• Textauszug:

○ ○ ○ ○

Im Rahmen dieser Ausstellung ruft die Liebermann-Villa eine fünfteilige Blogreihe ins Leben, welche das Leben und Werk von fünf verschiedenen Künstlerinnen vorstellen möchte, die zu Zeiten des Nationalsozialismus aus ihrer Heimat vertrieben wurden. Die Künstlerinnen widmeten sich in ihrer Arbeit verschiedenen Medien: Fotografie, Bildhauerei, Grafik und Keramik. Doch was sie verbindet ist, dass sie alle nach Großbritannien emigrierten, um dort ihre Karrieren weiterzuführen und sich ihre Freiheit über ein selbstbestimmtes, kreatives Leben bewahren zu können.

Los geht die Blogserie mit dem Text „Gerty’s London Subjects“, geschrieben von Barbara Warnock.

○ ○ ○ ○

• Bereitgestellte Angaben:
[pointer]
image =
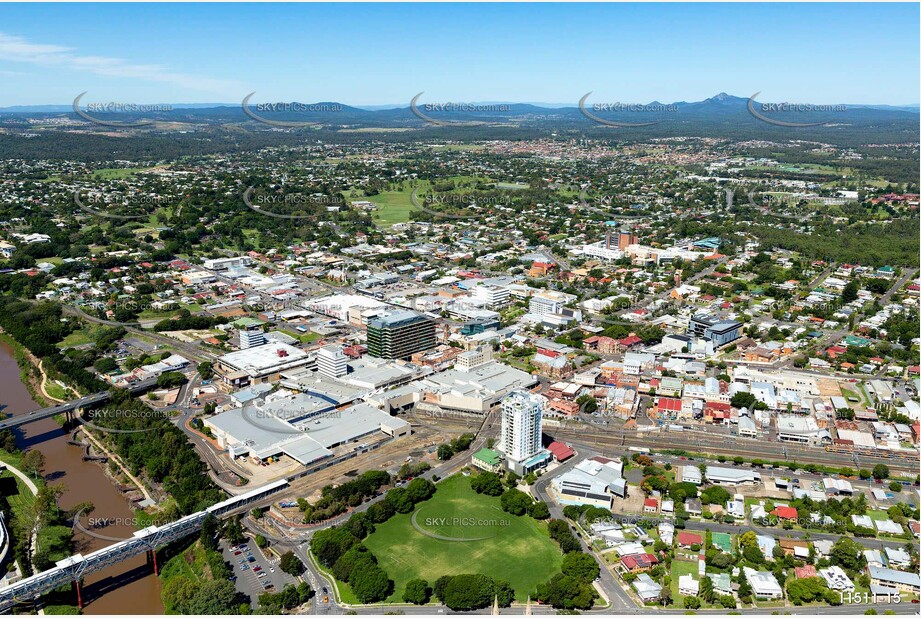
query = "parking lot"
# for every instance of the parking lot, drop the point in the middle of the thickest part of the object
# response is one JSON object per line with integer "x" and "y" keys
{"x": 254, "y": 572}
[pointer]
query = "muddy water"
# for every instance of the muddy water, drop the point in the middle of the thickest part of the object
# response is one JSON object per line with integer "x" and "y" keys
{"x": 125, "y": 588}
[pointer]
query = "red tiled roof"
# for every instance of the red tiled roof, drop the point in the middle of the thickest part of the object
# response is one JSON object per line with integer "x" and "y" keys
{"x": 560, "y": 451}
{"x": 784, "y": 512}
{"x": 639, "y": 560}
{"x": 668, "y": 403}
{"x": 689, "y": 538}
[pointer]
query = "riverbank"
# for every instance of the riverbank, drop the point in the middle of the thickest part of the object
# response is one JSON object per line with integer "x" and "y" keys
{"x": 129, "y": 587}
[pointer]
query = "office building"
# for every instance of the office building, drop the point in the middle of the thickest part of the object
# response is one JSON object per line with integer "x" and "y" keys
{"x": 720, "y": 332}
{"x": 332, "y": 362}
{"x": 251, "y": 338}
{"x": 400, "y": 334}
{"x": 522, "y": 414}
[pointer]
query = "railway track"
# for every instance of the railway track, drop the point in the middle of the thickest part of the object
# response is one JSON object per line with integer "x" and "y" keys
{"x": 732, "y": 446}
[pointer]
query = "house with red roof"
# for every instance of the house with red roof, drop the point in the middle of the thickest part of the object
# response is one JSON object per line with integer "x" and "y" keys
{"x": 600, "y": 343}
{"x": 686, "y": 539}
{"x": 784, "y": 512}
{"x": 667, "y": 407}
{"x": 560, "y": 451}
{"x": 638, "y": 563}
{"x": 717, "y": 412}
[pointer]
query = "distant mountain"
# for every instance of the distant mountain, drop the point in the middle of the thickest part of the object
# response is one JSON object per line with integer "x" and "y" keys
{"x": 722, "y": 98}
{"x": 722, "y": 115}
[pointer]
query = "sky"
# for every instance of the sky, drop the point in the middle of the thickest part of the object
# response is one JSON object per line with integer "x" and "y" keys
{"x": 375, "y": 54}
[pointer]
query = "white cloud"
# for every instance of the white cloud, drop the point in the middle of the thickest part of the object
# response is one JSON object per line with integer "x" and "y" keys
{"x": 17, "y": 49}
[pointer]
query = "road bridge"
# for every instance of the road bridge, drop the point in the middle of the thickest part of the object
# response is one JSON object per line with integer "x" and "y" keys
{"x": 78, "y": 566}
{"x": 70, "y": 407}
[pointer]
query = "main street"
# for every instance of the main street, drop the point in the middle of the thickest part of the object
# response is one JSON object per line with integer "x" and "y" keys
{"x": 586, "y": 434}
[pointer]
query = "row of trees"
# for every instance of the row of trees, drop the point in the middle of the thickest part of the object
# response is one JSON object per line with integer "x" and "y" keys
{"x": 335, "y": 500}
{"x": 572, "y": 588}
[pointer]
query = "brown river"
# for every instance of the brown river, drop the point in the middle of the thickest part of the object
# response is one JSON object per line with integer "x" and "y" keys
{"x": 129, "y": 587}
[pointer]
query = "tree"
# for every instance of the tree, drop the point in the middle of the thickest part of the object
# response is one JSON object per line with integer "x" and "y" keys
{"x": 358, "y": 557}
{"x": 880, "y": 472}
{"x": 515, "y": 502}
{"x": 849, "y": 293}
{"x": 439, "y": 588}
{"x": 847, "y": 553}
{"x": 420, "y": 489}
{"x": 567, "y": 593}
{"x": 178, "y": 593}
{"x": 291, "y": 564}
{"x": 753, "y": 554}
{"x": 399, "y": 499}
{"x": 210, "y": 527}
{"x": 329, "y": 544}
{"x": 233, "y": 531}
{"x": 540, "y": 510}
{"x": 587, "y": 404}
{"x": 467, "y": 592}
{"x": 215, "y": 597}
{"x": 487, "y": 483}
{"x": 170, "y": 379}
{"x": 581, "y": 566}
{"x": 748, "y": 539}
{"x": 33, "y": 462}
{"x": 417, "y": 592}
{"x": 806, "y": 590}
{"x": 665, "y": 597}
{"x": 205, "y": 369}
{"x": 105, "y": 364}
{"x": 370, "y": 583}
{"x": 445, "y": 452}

○ ○ ○ ○

Bitte gib den Auszug über die Blogreihe der Liebermann-Villa von „Im Rahmen dieser“ bis „von Barbara Warnock.“ noch einmal wieder und benenne darin „Blogreihe“ in „Artikelserie“ um.

• Antwort folgt:
Im Rahmen dieser Ausstellung ruft die Liebermann-Villa eine fünfteilige Artikelserie ins Leben, welche das Leben und Werk von fünf verschiedenen Künstlerinnen vorstellen möchte, die zu Zeiten des Nationalsozialismus aus ihrer Heimat vertrieben wurden. Die Künstlerinnen widmeten sich in ihrer Arbeit verschiedenen Medien: Fotografie, Bildhauerei, Grafik und Keramik. Doch was sie verbindet ist, dass sie alle nach Großbritannien emigrierten, um dort ihre Karrieren weiterzuführen und sich ihre Freiheit über ein selbstbestimmtes, kreatives Leben bewahren zu können.

Los geht die Blogserie mit dem Text „Gerty’s London Subjects“, geschrieben von Barbara Warnock.